When President Donald Trump signed a sweeping law adding federal work requirements to Medicaid eligibility, supporters touted the move as a way to promote personal responsibility. However, for at least 14 states already developing or implementing their versions of work requirements, the federal mandate has thrown a wrench into years of planning.
States like Georgia, Arkansas, and Arizona — each at different stages of enforcing or proposing work requirements — now face a new reality: the federal statute, set to take effect by the end of 2026, could limit their flexibility. Health policy experts say the new law has established both the floor and ceiling for Medicaid work rules, leaving states little room for innovation or customization.
“The statute sets both the floor and ceiling,” said Sara Rosenbaum, a health law and policy professor at George Washington University, emphasizing that federal standards may override state-specific proposals.
South Dakota is one such casualty. Officials there recently abandoned plans to seek a Medicaid waiver for work requirements, citing concerns that the state’s more lenient approach wouldn’t pass muster under the new federal law. The Department of Social Services warned that continuing with the proposal could be “an exercise in futility.”
Meanwhile, Arkansas and Arizona are pushing forward with stricter-than-federal applications. Arkansas’ plan, currently under federal review, includes no exemptions — a clear departure from the national framework. Arizona’s proposal goes even further, seeking to cap Medicaid benefits at a five-year lifetime maximum for able-bodied adults.

Federal officials have not yet ruled on these more aggressive policies. Andrew Nixon, spokesperson for the U.S. Department of Health and Human Services, confirmed that the agency is evaluating how state waivers align with the new federal standards. Formal guidance is expected by June 2026.
“We don’t exactly know what that will cover,” said Elizabeth Hinton, a Medicaid policy expert at KFF, a nonprofit health policy organization. “But we are aware that some folks think there is no wiggle room here.”
States that want to tailor Medicaid rules must apply for federal demonstration waivers — a mechanism designed to test policy innovations. Yet these waivers now face increased scrutiny, especially for states that either exceed or fall short of federal requirements.
Among the states with active or planned applications are Arizona, Arkansas, Georgia, Idaho, Indiana, Iowa, Kentucky, Montana, New Hampshire, North Carolina, Ohio, South Carolina, South Dakota, and Utah.
Montana is the first state to draft a waiver since the federal law passed. Its proposal mirrors the federal 80-hour-per-month work requirement but adds state-specific exemptions, including for individuals experiencing homelessness or fleeing domestic violence. The bipartisan compromise helped lawmakers permanently extend the state’s Medicaid expansion earlier this year.
“The state should have a say,” said Republican state Sen. Gayle Lammers. “We’re very independent, and everyone is different.”
Georgia is currently the only state with an active Medicaid work requirement — through its “Pathways to Coverage” program — but even that is under review. The state has requested permission to reduce the frequency of reporting from monthly to annual checks, diverging from the federal six-month standard. Unless the Centers for Medicare & Medicaid Services approves this change, Georgia’s program is set to expire at the end of September.

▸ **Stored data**

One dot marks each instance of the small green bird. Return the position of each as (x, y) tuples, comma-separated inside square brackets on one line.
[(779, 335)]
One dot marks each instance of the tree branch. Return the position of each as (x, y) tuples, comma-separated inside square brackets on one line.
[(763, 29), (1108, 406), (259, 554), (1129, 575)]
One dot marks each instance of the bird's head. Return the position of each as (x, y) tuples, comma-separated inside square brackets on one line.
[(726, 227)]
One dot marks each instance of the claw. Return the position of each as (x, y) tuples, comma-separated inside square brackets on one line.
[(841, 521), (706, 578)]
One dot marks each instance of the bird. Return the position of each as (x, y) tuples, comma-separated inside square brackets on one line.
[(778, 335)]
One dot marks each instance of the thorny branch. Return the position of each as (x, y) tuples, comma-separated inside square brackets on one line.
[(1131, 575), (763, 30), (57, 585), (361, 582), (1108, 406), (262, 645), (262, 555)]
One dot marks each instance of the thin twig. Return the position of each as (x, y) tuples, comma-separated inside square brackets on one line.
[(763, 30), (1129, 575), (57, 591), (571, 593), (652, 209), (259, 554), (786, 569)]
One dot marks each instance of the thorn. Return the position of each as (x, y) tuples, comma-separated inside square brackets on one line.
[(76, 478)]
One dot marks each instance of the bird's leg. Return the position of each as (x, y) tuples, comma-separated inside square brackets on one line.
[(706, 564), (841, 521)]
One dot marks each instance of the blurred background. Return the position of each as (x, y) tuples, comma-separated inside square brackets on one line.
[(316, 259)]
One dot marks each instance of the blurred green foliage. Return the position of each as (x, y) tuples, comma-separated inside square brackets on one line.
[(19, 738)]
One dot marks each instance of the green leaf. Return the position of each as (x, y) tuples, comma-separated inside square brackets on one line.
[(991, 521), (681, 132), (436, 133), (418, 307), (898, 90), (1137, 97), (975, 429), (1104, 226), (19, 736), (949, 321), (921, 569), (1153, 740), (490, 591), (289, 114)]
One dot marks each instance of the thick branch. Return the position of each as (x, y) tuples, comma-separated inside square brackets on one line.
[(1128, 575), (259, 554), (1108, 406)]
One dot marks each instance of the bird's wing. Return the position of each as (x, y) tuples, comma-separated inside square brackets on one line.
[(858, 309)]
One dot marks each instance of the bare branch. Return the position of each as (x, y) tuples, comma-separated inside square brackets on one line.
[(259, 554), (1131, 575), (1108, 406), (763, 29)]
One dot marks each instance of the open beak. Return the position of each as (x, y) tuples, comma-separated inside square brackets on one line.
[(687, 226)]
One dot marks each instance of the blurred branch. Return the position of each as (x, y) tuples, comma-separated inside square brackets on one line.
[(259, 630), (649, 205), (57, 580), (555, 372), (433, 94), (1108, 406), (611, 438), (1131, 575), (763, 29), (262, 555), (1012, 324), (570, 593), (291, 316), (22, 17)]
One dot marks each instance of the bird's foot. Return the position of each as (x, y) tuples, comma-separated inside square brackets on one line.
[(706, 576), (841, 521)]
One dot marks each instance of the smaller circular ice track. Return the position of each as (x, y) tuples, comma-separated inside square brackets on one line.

▸ **What you have to do**
In the article on Medicaid work requirements, what change to how often people report has Georgia asked permission to make?

▸ **Completed exercise**
Georgia wants to reduce reporting from monthly to annual checks.